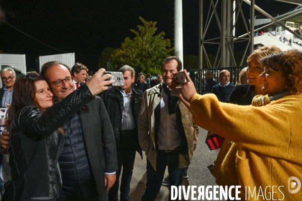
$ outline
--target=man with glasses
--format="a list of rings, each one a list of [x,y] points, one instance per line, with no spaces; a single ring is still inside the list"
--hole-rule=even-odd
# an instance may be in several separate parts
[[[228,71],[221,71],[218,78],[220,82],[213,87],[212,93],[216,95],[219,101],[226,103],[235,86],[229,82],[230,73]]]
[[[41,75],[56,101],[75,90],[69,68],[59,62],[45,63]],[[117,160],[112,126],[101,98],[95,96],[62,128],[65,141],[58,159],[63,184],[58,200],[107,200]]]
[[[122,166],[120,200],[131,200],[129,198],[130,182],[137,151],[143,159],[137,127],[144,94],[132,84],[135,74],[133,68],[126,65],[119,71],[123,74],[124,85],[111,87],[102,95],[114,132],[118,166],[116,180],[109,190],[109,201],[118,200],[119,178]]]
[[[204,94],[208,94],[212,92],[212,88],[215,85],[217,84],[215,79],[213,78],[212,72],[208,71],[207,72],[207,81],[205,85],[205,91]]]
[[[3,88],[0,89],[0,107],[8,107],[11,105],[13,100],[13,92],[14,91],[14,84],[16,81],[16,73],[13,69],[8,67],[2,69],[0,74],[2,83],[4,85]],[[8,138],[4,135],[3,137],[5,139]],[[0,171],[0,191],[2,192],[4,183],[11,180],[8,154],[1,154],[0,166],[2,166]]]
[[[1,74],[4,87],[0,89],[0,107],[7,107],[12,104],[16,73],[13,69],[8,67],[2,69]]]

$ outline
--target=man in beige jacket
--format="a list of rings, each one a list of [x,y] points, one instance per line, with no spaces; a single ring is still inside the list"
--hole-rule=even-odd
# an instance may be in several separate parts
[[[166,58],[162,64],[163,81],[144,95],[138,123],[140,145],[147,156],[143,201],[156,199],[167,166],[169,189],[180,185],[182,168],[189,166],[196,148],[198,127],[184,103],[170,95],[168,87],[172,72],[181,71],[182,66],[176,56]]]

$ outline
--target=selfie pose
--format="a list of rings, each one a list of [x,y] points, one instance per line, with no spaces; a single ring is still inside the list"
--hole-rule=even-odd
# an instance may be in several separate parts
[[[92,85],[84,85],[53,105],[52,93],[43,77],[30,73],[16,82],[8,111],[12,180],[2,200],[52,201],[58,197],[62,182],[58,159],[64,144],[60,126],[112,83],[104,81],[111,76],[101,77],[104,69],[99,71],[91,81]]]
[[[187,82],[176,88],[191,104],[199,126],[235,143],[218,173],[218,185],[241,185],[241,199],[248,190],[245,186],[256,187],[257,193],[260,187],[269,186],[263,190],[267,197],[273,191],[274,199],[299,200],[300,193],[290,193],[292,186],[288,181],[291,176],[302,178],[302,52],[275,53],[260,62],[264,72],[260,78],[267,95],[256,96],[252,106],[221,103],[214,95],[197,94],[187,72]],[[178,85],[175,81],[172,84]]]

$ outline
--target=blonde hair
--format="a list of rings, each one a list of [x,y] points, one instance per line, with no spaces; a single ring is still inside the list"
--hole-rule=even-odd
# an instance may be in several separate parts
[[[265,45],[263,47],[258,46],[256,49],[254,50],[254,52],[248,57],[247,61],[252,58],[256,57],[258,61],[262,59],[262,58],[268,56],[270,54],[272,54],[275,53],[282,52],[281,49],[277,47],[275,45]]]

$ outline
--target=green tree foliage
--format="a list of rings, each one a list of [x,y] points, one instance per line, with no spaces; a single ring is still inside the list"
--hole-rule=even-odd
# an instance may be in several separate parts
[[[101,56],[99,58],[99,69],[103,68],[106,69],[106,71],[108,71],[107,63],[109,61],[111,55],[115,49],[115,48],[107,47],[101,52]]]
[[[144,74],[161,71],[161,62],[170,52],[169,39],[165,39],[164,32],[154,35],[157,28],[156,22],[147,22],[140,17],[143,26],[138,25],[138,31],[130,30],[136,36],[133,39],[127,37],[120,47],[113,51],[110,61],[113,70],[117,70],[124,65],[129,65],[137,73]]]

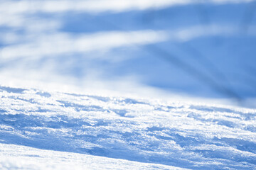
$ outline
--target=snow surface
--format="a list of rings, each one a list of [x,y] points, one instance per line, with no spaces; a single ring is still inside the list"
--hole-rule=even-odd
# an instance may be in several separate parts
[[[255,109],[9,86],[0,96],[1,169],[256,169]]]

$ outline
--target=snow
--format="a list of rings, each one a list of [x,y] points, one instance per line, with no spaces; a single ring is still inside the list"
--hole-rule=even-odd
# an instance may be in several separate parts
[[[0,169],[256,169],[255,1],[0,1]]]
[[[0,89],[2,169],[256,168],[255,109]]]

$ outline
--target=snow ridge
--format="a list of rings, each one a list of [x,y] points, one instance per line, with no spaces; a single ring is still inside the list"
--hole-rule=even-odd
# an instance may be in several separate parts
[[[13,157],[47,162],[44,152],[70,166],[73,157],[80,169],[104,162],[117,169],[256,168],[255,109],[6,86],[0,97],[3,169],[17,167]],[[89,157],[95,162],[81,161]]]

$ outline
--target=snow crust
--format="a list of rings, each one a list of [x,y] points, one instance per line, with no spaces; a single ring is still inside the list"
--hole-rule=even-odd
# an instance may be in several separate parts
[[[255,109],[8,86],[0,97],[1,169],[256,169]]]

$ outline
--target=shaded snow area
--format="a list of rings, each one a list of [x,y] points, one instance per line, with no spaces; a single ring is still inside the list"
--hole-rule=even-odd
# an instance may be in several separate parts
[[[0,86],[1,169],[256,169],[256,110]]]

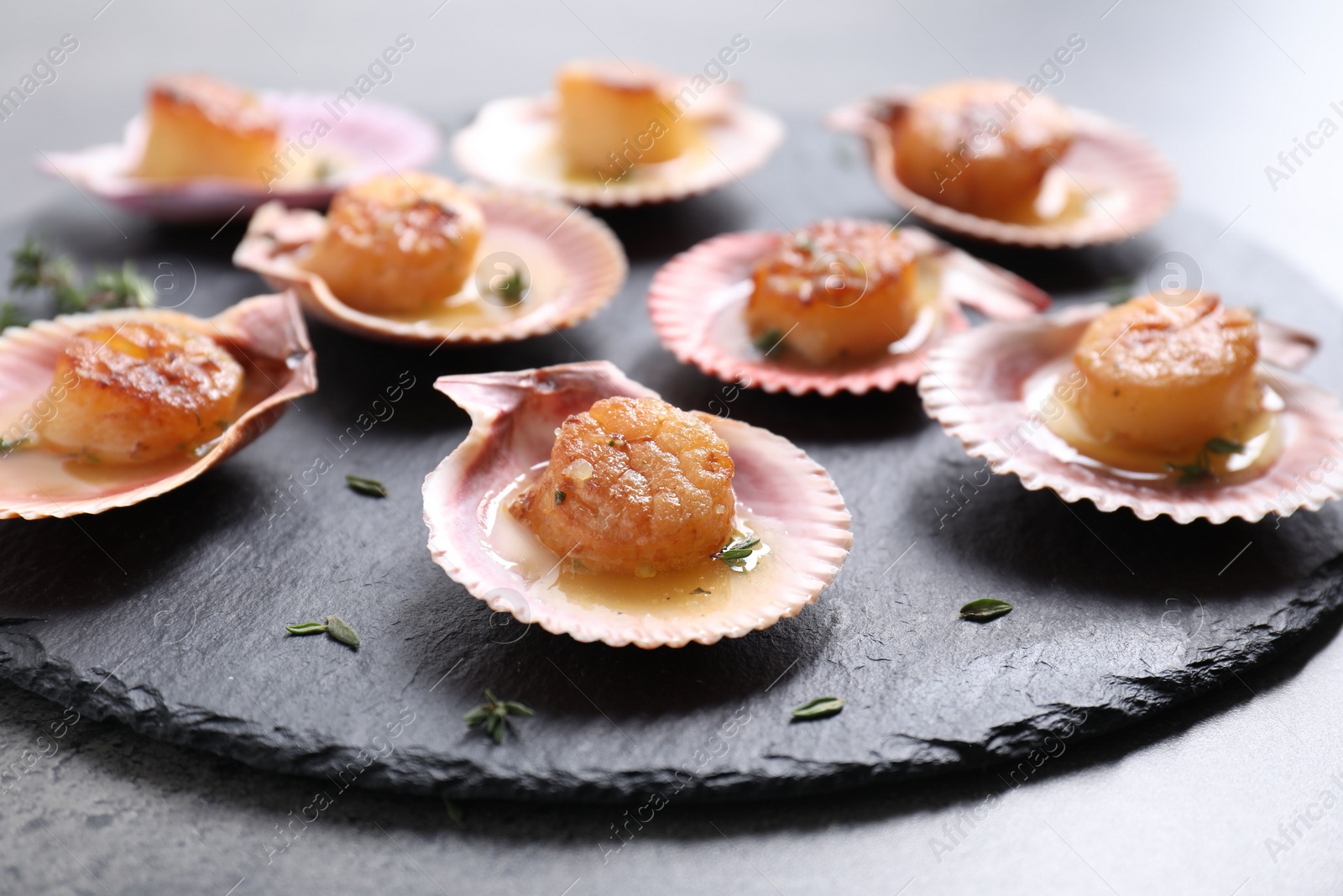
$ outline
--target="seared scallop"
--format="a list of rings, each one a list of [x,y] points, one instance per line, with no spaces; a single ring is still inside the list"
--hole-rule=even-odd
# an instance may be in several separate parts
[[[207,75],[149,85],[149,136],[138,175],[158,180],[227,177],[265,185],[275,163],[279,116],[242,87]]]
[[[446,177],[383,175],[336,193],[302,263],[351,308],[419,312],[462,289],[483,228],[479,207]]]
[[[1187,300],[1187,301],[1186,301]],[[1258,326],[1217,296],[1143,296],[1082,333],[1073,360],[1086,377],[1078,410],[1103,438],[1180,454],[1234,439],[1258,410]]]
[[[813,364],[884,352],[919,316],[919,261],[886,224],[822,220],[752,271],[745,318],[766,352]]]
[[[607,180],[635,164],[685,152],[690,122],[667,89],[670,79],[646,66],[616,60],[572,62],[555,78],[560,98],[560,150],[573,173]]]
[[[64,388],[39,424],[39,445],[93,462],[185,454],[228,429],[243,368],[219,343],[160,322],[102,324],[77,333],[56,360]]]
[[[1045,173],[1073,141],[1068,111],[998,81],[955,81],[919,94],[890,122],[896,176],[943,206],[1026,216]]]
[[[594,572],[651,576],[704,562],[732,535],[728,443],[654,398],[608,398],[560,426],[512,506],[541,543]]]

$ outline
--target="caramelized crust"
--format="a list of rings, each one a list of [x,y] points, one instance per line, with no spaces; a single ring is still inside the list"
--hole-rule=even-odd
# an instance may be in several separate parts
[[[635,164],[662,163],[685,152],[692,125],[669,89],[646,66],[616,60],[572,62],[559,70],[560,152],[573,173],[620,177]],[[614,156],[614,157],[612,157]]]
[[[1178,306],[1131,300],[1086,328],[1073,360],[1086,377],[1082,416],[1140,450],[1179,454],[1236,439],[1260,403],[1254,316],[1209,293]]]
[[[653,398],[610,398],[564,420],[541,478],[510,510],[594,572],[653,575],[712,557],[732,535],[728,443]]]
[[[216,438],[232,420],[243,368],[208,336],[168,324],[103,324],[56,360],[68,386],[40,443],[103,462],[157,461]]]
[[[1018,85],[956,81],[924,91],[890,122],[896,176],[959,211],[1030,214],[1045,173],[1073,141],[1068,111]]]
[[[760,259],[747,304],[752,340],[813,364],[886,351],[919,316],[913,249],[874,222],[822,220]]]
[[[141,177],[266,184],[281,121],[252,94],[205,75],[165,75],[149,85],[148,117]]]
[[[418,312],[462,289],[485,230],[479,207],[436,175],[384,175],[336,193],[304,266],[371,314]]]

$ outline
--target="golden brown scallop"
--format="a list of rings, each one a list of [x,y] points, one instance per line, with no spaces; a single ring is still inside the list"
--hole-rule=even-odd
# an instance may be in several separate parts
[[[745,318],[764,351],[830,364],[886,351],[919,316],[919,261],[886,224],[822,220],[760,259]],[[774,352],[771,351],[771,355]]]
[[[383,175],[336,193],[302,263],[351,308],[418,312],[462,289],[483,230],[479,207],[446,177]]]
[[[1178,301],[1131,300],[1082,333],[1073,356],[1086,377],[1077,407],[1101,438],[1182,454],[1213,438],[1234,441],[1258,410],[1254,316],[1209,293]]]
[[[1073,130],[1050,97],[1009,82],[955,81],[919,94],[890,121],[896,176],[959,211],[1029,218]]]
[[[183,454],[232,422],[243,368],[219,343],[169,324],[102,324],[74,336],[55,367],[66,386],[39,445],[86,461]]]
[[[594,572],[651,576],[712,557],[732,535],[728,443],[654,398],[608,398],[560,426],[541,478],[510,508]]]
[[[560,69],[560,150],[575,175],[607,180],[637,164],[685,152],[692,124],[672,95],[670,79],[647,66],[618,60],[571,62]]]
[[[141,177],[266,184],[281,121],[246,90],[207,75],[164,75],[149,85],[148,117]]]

□ □ □ □ □ □ □

__WHAT IS BEING ASKED__
Pick out every line in the data above that contains the string "snow" and copy each one in full. Case counts.

__TASK ANSWER__
--target=snow surface
--target=snow
--target=snow ridge
--target=snow crust
--target=shaded snow area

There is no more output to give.